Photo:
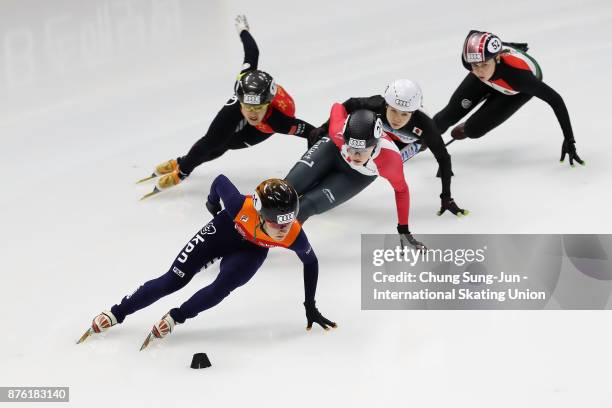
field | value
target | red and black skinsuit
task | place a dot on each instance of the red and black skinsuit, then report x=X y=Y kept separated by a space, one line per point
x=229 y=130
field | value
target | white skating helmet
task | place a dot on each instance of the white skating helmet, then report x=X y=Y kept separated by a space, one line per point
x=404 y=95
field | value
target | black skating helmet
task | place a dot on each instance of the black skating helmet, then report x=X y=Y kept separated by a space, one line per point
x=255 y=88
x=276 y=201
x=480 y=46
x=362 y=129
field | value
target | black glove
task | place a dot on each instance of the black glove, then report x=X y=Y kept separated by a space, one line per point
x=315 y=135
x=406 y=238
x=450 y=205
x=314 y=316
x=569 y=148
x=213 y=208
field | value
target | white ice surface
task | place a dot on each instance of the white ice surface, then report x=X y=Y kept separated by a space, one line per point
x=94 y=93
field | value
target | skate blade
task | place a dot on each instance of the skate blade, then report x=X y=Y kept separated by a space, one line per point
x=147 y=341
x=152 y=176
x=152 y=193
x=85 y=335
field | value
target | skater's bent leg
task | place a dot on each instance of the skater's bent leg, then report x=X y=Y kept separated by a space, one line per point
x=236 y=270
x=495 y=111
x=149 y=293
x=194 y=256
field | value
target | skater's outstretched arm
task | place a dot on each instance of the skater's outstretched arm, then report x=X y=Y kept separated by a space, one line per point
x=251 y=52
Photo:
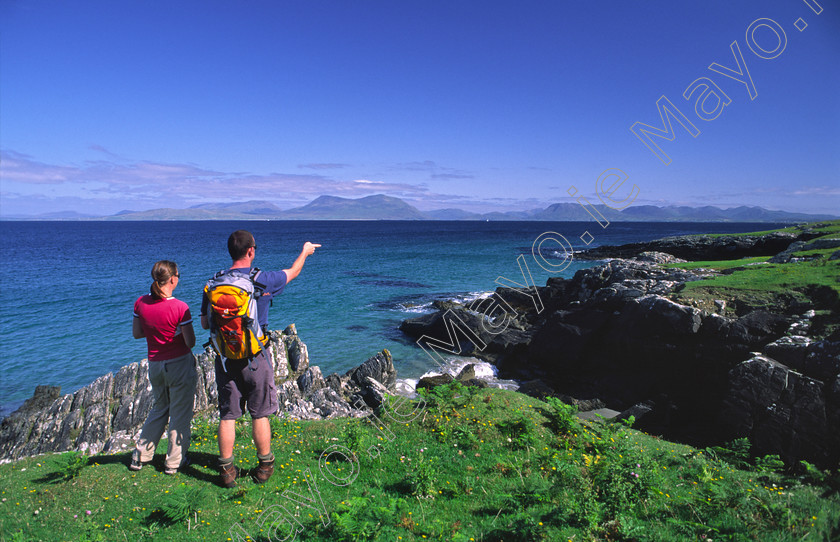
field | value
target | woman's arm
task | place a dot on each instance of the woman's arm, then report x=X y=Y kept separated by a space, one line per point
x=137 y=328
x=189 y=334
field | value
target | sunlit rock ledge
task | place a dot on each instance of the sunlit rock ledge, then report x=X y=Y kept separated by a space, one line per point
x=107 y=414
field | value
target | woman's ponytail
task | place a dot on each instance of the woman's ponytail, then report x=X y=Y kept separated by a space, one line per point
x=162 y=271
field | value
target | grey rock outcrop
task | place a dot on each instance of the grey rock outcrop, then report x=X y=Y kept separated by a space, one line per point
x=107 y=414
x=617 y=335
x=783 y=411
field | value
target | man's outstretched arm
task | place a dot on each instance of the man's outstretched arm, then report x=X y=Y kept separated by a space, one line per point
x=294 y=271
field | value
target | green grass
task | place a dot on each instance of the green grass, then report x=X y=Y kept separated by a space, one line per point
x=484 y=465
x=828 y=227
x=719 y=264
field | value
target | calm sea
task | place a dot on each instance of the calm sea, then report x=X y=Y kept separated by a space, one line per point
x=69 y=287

--

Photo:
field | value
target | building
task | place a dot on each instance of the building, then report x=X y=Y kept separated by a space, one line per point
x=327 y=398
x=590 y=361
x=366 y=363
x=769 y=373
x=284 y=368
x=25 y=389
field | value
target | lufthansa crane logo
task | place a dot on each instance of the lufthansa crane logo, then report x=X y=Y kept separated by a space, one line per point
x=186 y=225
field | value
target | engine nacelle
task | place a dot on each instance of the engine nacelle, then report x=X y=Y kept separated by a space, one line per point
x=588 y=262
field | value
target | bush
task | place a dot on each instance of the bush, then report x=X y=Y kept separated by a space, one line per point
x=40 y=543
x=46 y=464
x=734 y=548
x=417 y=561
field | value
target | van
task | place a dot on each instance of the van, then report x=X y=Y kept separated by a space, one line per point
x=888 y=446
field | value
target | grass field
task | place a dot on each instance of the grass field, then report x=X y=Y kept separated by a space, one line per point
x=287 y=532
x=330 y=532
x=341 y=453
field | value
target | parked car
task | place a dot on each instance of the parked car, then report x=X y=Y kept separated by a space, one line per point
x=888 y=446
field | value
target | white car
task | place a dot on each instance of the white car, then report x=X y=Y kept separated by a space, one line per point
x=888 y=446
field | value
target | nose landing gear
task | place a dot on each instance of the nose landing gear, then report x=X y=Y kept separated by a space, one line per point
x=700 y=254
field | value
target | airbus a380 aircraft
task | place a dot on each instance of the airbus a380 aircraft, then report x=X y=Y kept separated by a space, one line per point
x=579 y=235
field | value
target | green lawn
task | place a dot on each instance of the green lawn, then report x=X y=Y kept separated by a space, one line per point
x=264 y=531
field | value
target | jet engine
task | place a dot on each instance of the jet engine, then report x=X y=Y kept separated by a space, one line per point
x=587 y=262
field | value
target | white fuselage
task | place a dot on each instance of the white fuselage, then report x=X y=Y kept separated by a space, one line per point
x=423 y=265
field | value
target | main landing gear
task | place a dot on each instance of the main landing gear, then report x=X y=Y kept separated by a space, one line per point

==

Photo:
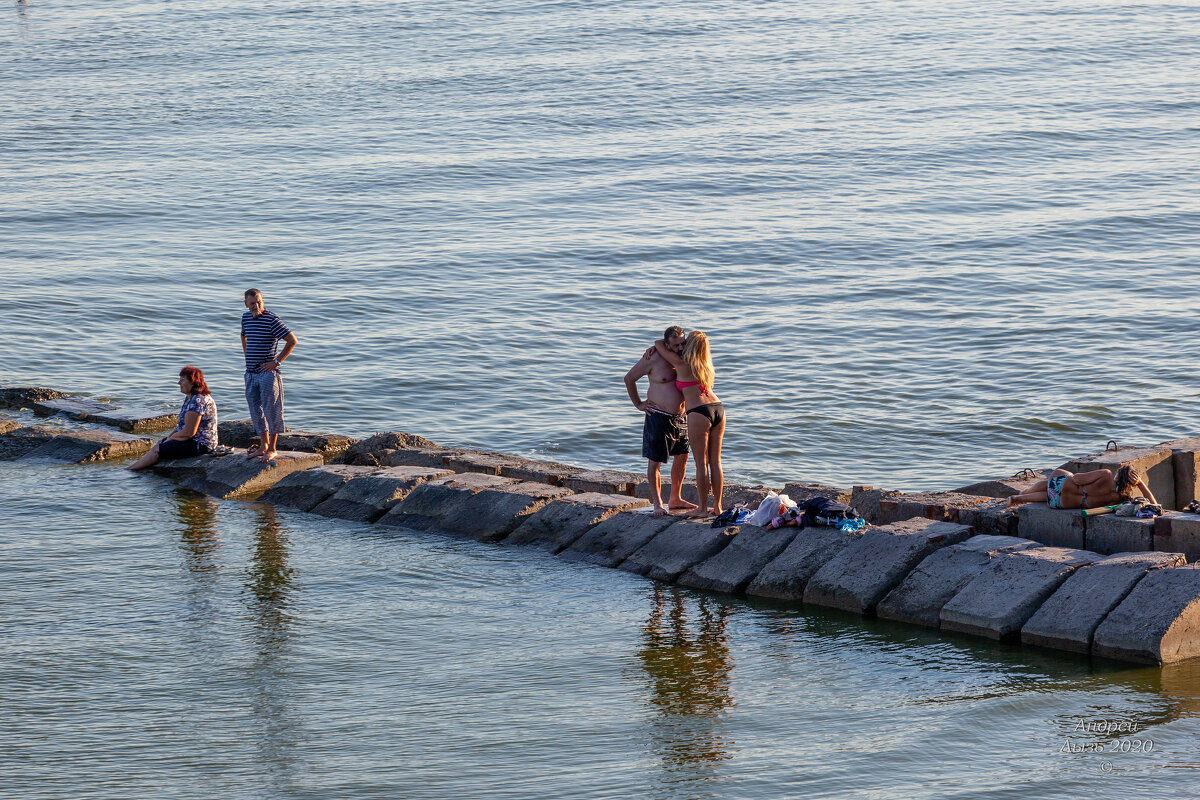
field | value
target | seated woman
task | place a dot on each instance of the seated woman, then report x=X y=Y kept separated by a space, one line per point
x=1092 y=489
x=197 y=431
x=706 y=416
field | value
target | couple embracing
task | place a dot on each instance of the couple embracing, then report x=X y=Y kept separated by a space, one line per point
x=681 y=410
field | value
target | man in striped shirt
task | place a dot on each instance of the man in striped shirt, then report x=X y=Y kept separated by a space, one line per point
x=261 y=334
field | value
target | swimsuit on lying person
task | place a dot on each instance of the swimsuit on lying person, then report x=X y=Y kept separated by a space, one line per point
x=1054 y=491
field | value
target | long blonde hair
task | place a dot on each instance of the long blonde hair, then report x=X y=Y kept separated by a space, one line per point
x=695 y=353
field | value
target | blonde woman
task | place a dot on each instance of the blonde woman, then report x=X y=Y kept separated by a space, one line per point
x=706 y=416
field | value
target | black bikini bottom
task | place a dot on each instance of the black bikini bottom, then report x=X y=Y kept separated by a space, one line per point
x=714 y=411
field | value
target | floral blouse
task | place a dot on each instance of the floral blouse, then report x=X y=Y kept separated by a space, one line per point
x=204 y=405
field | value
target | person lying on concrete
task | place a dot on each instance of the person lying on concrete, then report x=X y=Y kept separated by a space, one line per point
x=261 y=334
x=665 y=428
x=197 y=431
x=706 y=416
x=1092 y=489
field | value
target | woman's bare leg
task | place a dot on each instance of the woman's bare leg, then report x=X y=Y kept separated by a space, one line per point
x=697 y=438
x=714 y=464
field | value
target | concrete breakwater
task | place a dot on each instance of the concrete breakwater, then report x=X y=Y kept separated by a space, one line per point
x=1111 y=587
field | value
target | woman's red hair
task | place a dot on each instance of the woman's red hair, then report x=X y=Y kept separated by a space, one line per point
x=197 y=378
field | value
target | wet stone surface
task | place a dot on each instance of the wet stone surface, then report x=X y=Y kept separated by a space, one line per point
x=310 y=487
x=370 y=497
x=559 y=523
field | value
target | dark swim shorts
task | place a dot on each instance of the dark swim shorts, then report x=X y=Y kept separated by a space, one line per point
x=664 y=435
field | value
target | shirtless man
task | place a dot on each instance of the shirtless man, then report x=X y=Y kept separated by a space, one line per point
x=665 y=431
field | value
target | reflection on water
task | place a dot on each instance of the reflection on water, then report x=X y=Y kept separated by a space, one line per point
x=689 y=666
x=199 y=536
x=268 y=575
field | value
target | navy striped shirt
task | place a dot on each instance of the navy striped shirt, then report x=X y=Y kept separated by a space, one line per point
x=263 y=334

The exercise
Locate each line in the material above that contains the string "seated", and copy those lines out.

Result of this task
target | seated woman
task | place a dot on each instance of the seated woman, then report x=X y=Y kept separated by a space, one line per point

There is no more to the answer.